SELECTED PASSAGE ->
--------------------

Tool-equipped filter agents
In Python, filter supports agent=docetl.Agent(...) just like map. The
filter agent can call tools over multiple turns, then returns the filter's
single boolean output field. DocETL drops that boolean field from kept rows.
import docetl
@docetl.tool
def has_active_legal_hold(account_id: str) -> bool:
"""Return whether an account is currently under legal hold."""
return account_id in {"acct_1042", "acct_7788", "acct_9910"}
agent = docetl.Agent(tools=[has_active_legal_hold], max_turns=5, max_tool_calls=3)
frame = frame.filter(
prompt=(
"Keep only records that require compliance review. Use "
"has_active_legal_hold for account {{ input.account_id }} and consider "
"the event text: {{ input.event_text }}"
),
output={"schema": {"keep": "bool"}},
model="azure/gpt-4o-mini",
agent=agent,
)

--------------------

ENTRIES SUPPLIED ->
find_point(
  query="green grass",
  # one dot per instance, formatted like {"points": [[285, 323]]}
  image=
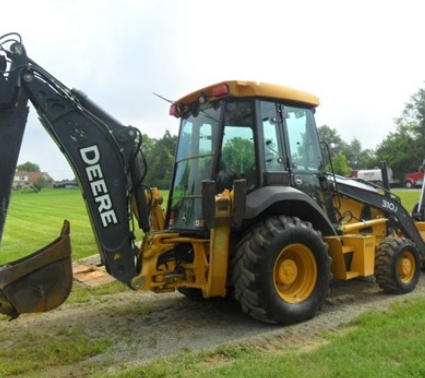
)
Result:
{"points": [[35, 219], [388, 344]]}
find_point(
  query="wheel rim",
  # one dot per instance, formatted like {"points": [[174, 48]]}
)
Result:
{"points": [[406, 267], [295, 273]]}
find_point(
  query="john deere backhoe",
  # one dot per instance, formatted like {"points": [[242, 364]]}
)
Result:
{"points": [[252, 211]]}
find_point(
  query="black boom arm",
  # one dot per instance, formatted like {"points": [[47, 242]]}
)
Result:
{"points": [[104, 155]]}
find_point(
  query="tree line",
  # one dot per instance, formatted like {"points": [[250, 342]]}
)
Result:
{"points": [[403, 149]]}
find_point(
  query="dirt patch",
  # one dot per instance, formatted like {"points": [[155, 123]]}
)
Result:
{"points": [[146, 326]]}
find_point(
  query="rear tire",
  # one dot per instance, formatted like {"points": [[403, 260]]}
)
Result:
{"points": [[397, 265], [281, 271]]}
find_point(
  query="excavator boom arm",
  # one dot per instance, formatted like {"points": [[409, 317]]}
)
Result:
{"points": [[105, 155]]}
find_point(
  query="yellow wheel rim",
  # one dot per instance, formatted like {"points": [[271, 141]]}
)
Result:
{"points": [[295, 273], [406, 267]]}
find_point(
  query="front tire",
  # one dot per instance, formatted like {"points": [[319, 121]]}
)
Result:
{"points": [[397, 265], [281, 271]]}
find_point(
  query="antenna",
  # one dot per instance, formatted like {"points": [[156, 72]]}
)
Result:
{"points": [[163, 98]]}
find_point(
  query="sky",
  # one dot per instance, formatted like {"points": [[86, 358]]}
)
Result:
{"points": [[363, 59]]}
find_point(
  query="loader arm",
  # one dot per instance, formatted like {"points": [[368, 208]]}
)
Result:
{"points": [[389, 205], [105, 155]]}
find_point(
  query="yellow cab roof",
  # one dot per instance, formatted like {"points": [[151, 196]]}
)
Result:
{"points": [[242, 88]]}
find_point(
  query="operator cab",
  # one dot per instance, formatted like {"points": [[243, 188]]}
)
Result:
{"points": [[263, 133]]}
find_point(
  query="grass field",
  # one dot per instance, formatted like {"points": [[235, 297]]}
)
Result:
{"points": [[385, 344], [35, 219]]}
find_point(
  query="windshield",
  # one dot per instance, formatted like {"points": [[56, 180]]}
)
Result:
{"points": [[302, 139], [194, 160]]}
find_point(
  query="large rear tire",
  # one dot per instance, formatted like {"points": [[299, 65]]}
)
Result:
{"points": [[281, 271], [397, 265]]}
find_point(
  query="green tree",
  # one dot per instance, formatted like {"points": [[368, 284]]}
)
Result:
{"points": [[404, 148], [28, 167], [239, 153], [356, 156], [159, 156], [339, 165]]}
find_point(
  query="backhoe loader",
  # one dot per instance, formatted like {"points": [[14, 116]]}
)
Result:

--------------------

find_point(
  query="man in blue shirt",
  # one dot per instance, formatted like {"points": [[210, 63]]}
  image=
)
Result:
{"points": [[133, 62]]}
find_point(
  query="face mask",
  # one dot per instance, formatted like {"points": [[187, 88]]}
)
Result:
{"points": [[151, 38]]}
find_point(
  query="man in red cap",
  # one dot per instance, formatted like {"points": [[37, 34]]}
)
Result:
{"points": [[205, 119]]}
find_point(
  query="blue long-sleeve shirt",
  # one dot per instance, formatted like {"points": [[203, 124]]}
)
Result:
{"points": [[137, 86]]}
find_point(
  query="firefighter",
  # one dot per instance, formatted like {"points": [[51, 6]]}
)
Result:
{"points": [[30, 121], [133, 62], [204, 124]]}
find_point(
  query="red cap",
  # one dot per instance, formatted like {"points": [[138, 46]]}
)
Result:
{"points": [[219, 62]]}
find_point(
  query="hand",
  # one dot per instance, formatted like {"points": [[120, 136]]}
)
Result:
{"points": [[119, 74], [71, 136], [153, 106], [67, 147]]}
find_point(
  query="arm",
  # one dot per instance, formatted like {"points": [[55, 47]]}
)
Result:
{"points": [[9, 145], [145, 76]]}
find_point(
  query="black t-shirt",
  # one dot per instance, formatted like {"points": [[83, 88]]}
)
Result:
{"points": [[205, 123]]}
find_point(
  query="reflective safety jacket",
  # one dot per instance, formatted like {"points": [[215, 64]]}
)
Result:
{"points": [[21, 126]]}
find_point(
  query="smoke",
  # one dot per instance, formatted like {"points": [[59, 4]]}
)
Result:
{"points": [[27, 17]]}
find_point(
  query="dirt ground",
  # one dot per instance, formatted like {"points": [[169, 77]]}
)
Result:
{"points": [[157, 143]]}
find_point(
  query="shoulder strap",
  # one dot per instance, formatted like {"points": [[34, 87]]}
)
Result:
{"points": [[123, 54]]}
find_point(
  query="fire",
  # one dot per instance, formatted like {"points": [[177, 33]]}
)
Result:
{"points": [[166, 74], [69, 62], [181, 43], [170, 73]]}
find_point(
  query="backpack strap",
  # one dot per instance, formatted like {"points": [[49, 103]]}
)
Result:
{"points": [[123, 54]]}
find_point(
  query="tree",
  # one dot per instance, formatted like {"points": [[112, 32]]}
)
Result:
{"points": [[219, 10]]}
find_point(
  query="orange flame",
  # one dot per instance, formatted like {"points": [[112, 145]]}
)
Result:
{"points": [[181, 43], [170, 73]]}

--------------------

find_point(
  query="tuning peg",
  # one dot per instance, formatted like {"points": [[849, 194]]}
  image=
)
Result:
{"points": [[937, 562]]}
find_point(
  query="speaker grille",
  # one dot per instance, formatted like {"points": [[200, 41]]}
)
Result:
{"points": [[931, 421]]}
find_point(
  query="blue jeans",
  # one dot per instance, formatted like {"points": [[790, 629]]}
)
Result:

--------------------

WORK TO COMPLETE ->
(1) Answer these questions about the passage on tool-equipped filter agents, one line each:
(a) What does DocETL do with the filter's boolean output field in kept rows?
(b) What value is max_tool_calls given when the agent is created?
(c) Which model does the filter call specify?
(2) Please write the next part of the passage on tool-equipped filter agents, picking up right after its code example.

WRITTEN RESPONSES ->
(1)
(a) It drops that field from kept rows.
(b) 3
(c) azure/gpt-4o-mini

(2)
Agent configs are Python-only and cannot be exported to YAML. Filters with
agent= cannot currently be combined with cascade, because cascades use a
separate proxy/oracle execution path.
See the Python API reference for the full API and the Tool-Equipped Agents tutorial for an end-to-end tool-equipped pipeline.
Model Cascade (cost reduction)
A cascade block runs a cheap proxy model on all items first and only escalates uncertain cases to the expensive oracle model, with a statistical quality guarantee.
- name: is_relevant
type: filter
model: gpt-4o
prompt: "Is this document about climate policy? {{ input.text }}"
output: { schema: { keep: "bool" } }
cascade:
proxy_model: gpt-4o-mini
target: 0.95
pipeline = pipeline.filter(
name="is_relevant",
model="gpt-4o",
prompt="Is this document about climate policy? {{ input.text }}",
output={"schema": {"keep": "bool"}},
cascade={"proxy_model": "gpt-4o-mini", "target": 0.95},
)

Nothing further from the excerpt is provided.